Derwent supplied a high-level set of requirements, preliminary process flows and concept designs which they had used to sell the project internally.

I collaborated closely with the digital strategy lead and the wider stakeholder team through multiple workshops to understand and suggest research opportunities to help inform and start the ideation process. 

Opportunities to further understand:

  • Derwent London’s company values to help inform the design process and benchmark against. The creation of Principles enables  accountability to help inform decision making.
  • Who the consumer types are through the creation of personas.
  • How other businesses solve similar problems through Landscape Analysis and Expert Review.
  • Existing work up to this point (Initial Concept work).
  • Existing analytics of 3rd party apps currently being used by Derwent London for key buildings.
  • Defining measures of success and what analytics are needed to learn and improve in the future.
  • The types of social media content (news, blogs and announcements) that Derwent currently use and how we can add value to this within the app by conducting an audit resulting in framework to work from.

Understanding Derwent London’s values

Derwent London has a rich and interesting history. It is one of London’s most innovative office specialist property regenerators and investors. They help regenerate areas of London and design / build incredible buildings. They are well known within the industry for its design-led philosophy and creative management approach to development. Design and quality is paramount and the detail is everything. 

For me, it's always incredibly important to understand the business in order to create an aligned experience that reflects their values as well as fulfilling their customer needs. The company has grown organically over time to a point where no existing principles existed however, strong values are intrinsic within the company make up. To understand and document these, one-to-one conversations and group workshops were used to understand the philosophy and to gain a 'feeling' to then take these values into the ideation phase. Here are a few quotes from those discussions.

"Organically grown with an absolute and continually uncompromising approach to what we do."

“We're very modest. We speak softly and deliver well.”

‘Distinctive and design led. We do produce the best buildings and marketing materials." 

"We build relationships with local communities."

“We design by feel” by subjective means. No resting on laurels in every aspect of the company."

"We do not accept 7/10, it has to be at least 9/ 9.5 all the way through."

 

What Derwent London do

Below is an image gallery of just a few photos of some of the remarkable architecture and design that the company is well known for (and that this app would need to adhere too, no pressure then! :-)).

----

*TASKS TO COMPLETE*.
[a] Copy the part of the Derwent London case study starting with "Derwent London has" and going on through "detail is everything.", word for word.
[b] According to the Derwent London case study, what methods were used to understand and document the company's values?
[c] Pick up the Derwent London case study after its last sentence and keep writing it.

*RECORD EXCERPTS*.
----

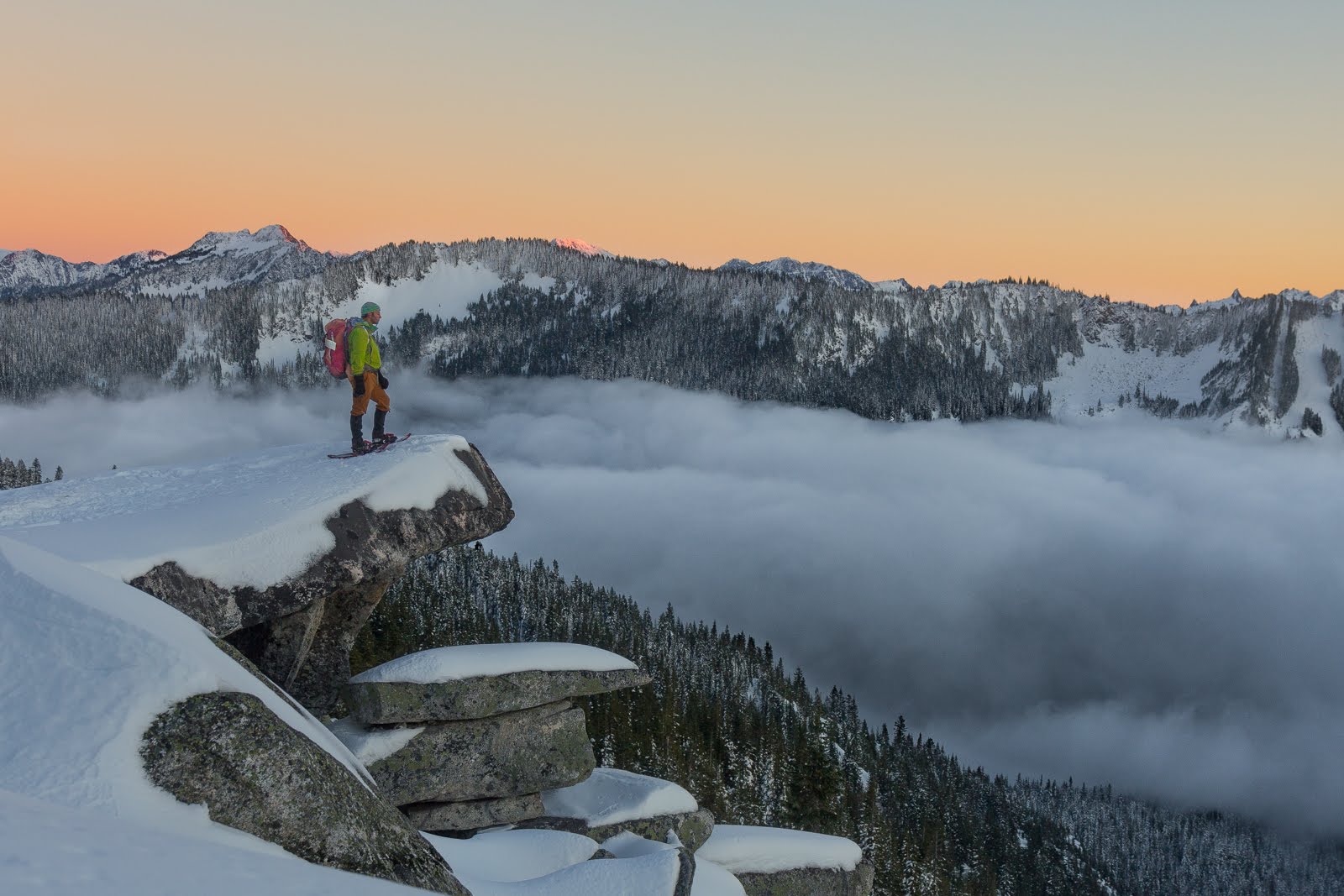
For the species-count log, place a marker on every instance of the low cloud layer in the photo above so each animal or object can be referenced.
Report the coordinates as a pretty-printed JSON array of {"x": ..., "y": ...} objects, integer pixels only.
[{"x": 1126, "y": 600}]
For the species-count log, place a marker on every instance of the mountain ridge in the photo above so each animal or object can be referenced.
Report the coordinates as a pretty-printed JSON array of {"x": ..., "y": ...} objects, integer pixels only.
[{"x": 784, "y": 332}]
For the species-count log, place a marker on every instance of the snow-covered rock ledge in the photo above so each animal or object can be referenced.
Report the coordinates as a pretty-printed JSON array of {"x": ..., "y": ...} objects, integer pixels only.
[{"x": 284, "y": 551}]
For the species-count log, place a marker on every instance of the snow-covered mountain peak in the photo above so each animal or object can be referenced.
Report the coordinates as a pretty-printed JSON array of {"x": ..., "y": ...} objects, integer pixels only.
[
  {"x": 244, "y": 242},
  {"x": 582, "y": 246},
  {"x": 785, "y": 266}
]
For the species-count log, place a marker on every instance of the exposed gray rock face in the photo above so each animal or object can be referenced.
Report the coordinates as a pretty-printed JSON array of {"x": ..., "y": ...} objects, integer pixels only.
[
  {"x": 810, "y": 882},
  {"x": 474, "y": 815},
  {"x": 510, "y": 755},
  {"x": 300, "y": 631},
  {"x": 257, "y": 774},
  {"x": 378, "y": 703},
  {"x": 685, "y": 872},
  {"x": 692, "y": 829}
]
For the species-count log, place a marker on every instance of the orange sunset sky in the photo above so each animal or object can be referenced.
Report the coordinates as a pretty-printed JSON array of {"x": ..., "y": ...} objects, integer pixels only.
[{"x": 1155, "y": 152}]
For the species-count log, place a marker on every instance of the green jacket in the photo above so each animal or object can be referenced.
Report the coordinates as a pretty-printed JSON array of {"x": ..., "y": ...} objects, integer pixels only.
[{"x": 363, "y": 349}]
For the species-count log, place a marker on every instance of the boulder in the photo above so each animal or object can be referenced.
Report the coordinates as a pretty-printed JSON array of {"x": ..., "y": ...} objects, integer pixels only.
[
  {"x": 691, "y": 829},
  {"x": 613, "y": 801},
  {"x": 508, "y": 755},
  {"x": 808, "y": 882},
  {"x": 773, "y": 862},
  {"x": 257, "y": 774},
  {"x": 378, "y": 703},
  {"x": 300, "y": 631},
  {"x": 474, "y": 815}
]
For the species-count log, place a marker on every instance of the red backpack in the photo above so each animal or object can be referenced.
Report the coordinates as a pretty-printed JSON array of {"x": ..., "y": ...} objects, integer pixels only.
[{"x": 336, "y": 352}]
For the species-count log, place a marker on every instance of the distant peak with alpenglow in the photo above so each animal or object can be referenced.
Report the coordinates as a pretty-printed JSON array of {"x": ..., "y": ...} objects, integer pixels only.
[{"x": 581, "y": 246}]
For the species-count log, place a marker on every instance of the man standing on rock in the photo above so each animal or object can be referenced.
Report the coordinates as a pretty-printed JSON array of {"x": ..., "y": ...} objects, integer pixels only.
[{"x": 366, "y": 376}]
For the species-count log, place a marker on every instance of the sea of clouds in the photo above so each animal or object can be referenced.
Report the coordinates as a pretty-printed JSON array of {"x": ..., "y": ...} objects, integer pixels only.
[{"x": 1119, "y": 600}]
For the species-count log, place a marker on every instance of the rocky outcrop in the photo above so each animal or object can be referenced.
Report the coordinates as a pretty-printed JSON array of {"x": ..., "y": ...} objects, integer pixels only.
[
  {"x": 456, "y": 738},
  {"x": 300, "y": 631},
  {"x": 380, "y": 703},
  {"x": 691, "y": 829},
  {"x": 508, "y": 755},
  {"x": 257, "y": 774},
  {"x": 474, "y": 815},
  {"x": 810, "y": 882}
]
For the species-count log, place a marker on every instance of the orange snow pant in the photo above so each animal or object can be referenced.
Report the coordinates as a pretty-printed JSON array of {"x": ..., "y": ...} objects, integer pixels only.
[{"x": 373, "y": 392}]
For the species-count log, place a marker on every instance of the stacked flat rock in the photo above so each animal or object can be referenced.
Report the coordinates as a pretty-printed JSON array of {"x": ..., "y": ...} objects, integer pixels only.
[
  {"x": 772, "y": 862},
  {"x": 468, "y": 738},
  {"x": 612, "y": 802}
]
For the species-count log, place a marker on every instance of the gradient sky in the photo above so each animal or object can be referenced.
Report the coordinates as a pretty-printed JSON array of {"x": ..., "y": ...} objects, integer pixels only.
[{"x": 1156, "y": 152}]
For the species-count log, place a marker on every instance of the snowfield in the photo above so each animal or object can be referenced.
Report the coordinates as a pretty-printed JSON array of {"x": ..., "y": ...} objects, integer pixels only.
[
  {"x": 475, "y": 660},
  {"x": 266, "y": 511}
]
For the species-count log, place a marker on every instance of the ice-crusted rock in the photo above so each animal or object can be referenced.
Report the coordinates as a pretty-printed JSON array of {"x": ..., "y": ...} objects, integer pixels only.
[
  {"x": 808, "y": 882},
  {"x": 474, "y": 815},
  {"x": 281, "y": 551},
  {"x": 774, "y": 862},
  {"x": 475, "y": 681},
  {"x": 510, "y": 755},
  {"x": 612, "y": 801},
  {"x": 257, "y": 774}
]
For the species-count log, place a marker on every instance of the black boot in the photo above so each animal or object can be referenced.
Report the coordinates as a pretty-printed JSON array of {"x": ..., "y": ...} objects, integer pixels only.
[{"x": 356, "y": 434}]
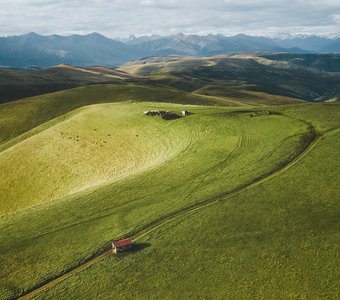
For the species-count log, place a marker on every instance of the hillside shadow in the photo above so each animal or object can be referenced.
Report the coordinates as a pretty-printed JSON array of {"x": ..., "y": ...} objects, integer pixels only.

----

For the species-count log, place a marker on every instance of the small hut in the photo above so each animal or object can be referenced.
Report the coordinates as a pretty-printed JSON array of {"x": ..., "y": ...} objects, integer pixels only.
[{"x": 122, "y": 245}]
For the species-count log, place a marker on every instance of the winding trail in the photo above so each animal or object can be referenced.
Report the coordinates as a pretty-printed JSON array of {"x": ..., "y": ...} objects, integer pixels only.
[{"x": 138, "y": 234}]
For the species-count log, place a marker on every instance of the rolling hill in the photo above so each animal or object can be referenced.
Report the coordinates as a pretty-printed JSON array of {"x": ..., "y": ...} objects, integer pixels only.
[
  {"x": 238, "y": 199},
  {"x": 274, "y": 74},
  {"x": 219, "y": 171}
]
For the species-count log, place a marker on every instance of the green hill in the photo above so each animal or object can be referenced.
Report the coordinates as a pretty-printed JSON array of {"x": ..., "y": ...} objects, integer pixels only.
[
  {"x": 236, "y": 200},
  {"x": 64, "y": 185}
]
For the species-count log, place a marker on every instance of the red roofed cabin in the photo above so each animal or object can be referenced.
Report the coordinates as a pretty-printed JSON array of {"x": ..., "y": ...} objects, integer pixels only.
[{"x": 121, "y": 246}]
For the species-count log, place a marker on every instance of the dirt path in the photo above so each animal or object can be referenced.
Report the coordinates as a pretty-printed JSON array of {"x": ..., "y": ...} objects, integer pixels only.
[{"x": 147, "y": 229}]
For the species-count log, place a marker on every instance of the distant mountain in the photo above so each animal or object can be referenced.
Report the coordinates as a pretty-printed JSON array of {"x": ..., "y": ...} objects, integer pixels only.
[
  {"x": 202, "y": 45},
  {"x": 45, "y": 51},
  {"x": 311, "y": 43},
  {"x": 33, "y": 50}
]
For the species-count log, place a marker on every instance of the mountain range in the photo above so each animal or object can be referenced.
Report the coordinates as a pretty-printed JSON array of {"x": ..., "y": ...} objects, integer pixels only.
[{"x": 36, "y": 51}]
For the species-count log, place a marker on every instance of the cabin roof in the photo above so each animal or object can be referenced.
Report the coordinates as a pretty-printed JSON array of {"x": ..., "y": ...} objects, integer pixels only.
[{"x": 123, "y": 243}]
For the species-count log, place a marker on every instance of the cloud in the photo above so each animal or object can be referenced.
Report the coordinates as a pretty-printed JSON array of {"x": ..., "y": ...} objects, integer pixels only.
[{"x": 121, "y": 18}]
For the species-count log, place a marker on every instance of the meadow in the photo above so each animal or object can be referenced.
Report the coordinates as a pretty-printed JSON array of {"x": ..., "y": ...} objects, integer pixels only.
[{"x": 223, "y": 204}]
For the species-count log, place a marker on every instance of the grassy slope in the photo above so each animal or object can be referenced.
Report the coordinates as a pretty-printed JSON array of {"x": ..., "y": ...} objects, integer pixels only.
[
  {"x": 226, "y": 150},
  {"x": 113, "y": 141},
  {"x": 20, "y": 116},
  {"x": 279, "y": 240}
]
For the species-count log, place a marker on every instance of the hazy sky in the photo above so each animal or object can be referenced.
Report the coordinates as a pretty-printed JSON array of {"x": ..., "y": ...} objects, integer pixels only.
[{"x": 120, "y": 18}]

----

*RESPONSES PER TASK*.
[a]
Derwent London has a rich and interesting history. It is one of London’s most innovative office specialist property regenerators and investors. They help regenerate areas of London and design / build incredible buildings. They are well known within the industry for its design-led philosophy and creative management approach to development. Design and quality is paramount and the detail is everything.

[b] One-to-one conversations and group workshops.

[c]
Key words identified to describe the architecture and design of their office spaces

For time reasons, I kept this very simple and to the point. These words are used to hold myself accountable against by remaining true to Derwent's underlying values. They also help inform decision making when exploring and benchmarking multiple options later in the design phase. 

DL Company Values

Understanding consumer types through the creation of personas

There are 3 distinct user groups:

1. Employees of companies (approx 95+% of user base) that rent Derwent office space:

  • The Hoarder, Generation X.
  • The Anchorer, Millenial.
  • The Settler, Generation Z. 

2. Administrators (Manages the work space within a company).

3. Decision Makers (Agrees and negotiates Office Space contracts).

I used a mixture of stakeholder workshops, 1 to 1 user-interviews including questionnaires as well as a wide range of existing online white papers researching employee types to create the personas.

Derwent_London_Personas-1

Employee working needs

Here are a few examples of employee needs and how they relate to the work environment and the app experience:  

Autonomy at work

Work spaces that give freedom to choose where and how goals are accomplished.

  • Access to premium work space for 'decision makers'. 
  • Enabling exclusive offers to be redeemed so employees can enjoy out of office spaces e.g. cafe and restaurants and help develop relationships with local communities and businesses.

Belonging at work

Workplaces that connect people and the organisation.

  • To provide localised and cross-London events and social gatherings.
  • To know what benefits the landlord can provide for the employee.

Purpose at work 

Workspaces that improve communication, foster connection and enable productivity. 

  • To provide room bookings for both internal and client meetings. 
  • Relevant news regarding the employee's office space and building.

Understanding how other industries solve similar problems through Landscape Analysis 

This includes strengths, weaknesses, key takeaways and opportunities.

3 main areas that I felt added the most value to explore include:

1. Bookings experiences.

(Trip Advisor, Viator, GAdventures, Expedia, Eventbrite and Airbnb).

2. Food and drink purchasing

(Uber Eats, Just Eat and Deliveroo). 

3. Communication via Social Media and Story telling. (To communicate who and what Derwent London are). 

(Nike, Chanel, Rolex, Vivani, Uniqlo, Aston Martin and Burberry).

DL_Landscape_analysis

Some examples of the 'Bookings' learnings

  • Companies range from a more browse focused experience vs direct and focussed booking journeys. 
  • Personalisation features heavily based on your browsing behaviour. 
  • With the booking process it caters for your experience i.e. if you are booking dinner then contextually it gives you a choice for the next few days with customised future dates possible. 
  • As an existing customer, show historic and planned bookings and provide suggestions based on this. 
  • Depending on context, user reviews influence the purchase process.
  • Key journeys start/ are displayed at the top of the home screen for quick access. 
  • Reassurances regarding cancellation are provided  throughout the browsing experience. 
  • Content is laid out clearly and given room to breath. 
  • Many different sorting/ filter solutions and calendar views depending on the different needs of the booking e.g. Evenbrite accomodates multiple times on a specific day for an event while Airbnb's primary focus is ranges of dates.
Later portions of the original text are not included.